> [Compiti assegnati]
(A) Nel passo sulla falsità della dichiarazione reddituale, elenchi nell'ordine ogni occorrenza di parole formate sulla radice del verbo "dichiarare", ripetizioni comprese.
(B) Riprenda il passo sulla falsità della dichiarazione reddituale e lo prosegua a partire dalla sua ultima frase.

> [Documento]
Da ultimo, esaustiva risulta la circostanza, indicata dai giudici di merito, secondo la quale l’imputato abbia dichiarato dati differenti rispetto a quelli reali che integrante un’oggettiva falsità della dichiarazione attestativa, dimostra come non difetti la prova circa la consapevolezza dell’imputato in ordine a tale situazione, atteso che la modifica del reddito percepito non è da considerarsi marginale ma addirittura pari a quasi il doppio del reddito dichiarato (euro 13.125,00 rispetto ad euro 21.447,20).

> [Dati archiviati]
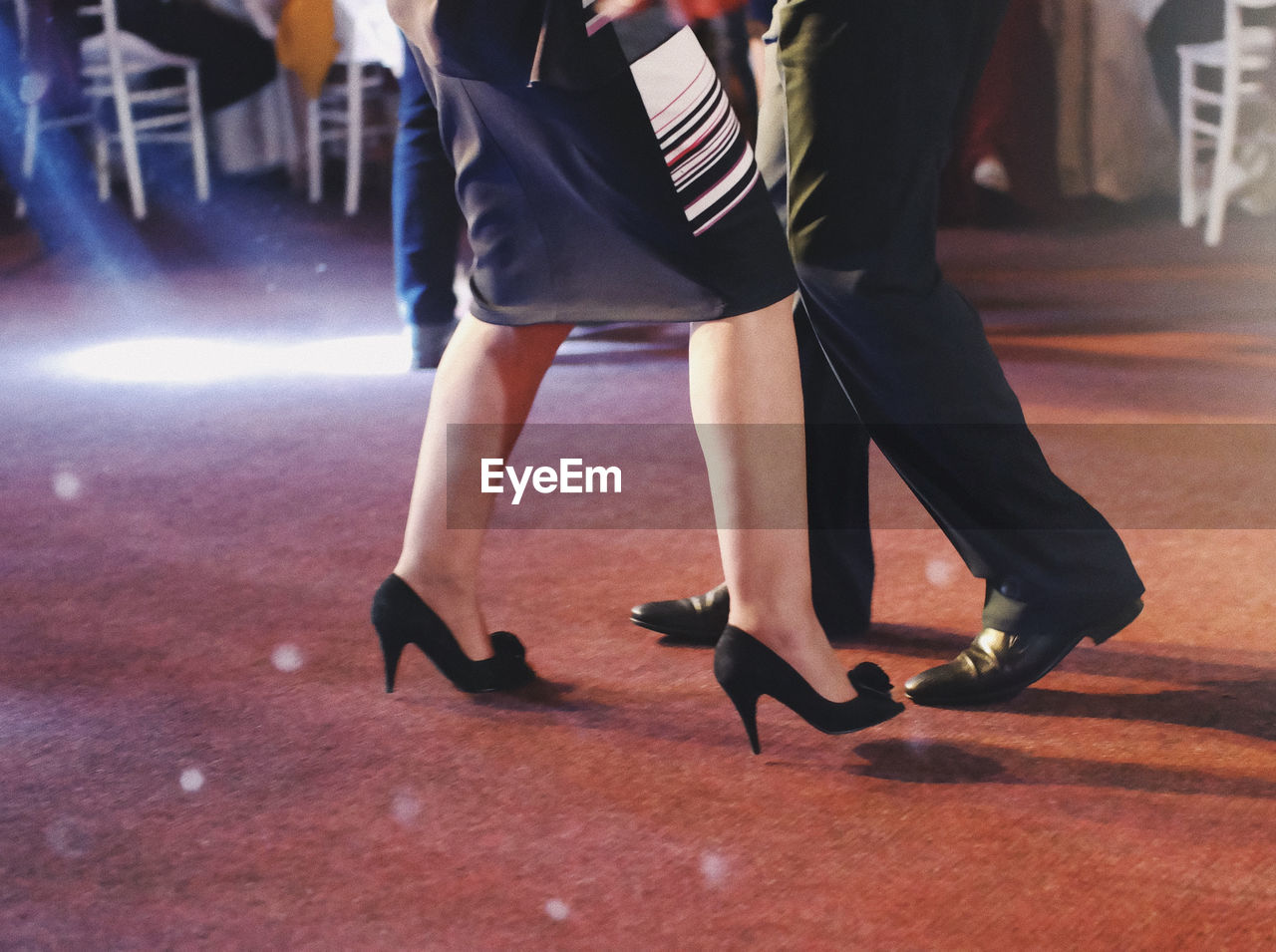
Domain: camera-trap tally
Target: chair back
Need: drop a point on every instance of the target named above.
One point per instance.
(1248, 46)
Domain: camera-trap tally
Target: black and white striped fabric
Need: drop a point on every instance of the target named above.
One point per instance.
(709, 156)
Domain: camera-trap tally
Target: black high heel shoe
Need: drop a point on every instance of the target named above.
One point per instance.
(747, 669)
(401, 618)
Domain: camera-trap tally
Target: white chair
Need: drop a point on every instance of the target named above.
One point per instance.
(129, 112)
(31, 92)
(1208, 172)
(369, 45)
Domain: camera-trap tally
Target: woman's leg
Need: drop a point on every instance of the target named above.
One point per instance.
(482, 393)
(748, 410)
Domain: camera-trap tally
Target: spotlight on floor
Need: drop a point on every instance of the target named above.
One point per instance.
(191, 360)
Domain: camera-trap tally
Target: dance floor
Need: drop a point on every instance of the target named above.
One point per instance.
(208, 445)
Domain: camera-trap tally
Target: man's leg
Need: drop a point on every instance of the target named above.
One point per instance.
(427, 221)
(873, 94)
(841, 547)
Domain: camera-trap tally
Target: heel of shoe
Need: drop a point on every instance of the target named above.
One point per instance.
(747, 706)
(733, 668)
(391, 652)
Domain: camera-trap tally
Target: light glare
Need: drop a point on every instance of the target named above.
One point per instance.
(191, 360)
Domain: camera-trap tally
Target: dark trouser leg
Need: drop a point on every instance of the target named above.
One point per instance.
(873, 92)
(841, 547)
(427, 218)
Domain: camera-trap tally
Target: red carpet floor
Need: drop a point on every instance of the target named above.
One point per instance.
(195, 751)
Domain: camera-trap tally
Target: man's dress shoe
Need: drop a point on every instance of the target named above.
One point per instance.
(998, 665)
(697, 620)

==

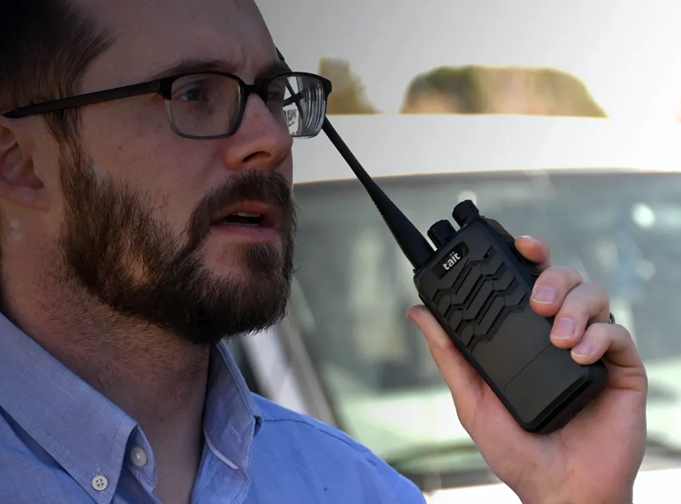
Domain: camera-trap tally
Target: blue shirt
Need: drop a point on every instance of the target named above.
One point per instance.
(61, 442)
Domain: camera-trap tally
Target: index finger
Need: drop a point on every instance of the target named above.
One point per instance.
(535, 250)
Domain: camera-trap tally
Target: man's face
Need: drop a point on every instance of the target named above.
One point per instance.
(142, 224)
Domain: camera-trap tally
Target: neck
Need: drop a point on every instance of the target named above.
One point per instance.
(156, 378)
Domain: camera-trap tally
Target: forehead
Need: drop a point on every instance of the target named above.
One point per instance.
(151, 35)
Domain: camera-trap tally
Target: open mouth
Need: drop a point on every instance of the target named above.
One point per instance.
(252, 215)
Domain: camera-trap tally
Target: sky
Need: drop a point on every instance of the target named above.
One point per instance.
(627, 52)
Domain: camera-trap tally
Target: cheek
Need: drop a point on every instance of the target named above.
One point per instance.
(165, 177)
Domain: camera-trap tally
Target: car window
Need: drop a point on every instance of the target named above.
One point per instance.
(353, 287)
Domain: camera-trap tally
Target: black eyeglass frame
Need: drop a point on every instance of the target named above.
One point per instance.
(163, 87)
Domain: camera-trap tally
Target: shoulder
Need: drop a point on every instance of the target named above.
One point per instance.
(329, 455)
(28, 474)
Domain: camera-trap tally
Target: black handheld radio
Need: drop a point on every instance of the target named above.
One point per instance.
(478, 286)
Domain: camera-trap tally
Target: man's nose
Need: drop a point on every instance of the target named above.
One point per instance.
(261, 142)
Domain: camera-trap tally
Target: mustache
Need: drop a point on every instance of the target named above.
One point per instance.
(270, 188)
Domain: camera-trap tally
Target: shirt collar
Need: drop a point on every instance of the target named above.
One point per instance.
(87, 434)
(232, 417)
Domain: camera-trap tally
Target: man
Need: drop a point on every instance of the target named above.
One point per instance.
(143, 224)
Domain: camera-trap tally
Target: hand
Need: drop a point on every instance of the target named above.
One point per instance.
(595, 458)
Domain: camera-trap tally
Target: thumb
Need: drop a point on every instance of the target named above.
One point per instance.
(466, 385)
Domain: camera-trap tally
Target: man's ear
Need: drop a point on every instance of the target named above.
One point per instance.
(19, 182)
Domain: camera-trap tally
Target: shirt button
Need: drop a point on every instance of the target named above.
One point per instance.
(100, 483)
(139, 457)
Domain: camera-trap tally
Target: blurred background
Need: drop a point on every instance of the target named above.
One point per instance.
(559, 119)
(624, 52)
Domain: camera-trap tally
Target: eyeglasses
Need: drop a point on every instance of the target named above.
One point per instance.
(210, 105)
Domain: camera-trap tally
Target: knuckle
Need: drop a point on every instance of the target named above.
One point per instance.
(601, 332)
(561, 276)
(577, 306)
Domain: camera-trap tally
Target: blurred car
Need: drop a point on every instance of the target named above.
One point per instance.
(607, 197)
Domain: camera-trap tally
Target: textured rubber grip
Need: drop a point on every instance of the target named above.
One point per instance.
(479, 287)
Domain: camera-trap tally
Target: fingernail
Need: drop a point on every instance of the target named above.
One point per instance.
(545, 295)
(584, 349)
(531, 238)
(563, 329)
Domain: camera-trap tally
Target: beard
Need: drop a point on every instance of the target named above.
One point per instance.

...

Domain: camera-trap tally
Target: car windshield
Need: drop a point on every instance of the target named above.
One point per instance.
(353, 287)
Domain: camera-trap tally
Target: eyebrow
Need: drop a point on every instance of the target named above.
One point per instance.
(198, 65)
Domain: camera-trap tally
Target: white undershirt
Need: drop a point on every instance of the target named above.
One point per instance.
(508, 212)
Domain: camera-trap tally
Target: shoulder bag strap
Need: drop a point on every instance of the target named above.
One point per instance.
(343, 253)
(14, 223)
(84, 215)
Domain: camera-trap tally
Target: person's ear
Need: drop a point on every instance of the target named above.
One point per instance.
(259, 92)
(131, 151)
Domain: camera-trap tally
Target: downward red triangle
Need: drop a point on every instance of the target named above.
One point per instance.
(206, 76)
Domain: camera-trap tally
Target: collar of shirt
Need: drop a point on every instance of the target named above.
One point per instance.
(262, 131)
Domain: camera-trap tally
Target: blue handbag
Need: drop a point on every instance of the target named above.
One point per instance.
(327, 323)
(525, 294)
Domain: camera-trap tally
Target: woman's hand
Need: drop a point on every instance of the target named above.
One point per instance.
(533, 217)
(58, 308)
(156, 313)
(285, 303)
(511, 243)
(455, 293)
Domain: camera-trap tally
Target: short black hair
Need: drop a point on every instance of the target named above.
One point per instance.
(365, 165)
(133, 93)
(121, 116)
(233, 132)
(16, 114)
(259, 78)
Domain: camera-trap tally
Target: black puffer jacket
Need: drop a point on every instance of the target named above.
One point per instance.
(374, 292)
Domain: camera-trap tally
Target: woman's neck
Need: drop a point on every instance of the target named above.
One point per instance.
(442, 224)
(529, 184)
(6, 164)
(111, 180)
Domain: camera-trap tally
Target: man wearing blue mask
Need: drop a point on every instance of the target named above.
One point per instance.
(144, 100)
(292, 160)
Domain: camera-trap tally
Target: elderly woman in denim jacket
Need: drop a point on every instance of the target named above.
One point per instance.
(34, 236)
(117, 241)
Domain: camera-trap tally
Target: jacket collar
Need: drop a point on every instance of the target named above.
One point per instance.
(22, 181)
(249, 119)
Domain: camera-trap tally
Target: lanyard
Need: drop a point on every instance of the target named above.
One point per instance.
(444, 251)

> [Esiti per compito]
(A) dichiarato, dichiarazione, dichiarato

(B)
La sentenza impugnata, pertanto, opera un buon governo della giurisprudenza reato in questione è figura speciale del delitto di falso ideologico commesso da privato in atto pubblico (art. 483 c.p.) e, come quello, ha natura di reato di pura condotta, sicché il relativo perfezionamento prescinde dal conseguimento di un eventuale ingiusto profitto che, anzi, qui costituisce un’aggravante. Consegue che il dolo del delitto in questione, essendo anch’esso costituito dalla volontà cosciente e non coartata di compiere il fatto e nella consapevolezza di agire contro il dovere giuridico di dichiarare il vero, non può essere escluso nel caso di specie in cui è stato anche motivatamente escluso un errore sull’identificazione dei redditi da inserire nella dichiarazione.
Essendo il ricorso inammissibile e, a norma dell’art. 616 cod. proc. pen, non ravvisandosi assenza di colpa nella determinazione della causa di inammissibilità (Corte Cost. sent. n. 186 del 13.6.2000), alla condanna del ricorrente al pagamento delle spese del procedimento consegue quella al pagamento della sanzione pecuniaria nella misura indicata in dispositivo
P.Q.M.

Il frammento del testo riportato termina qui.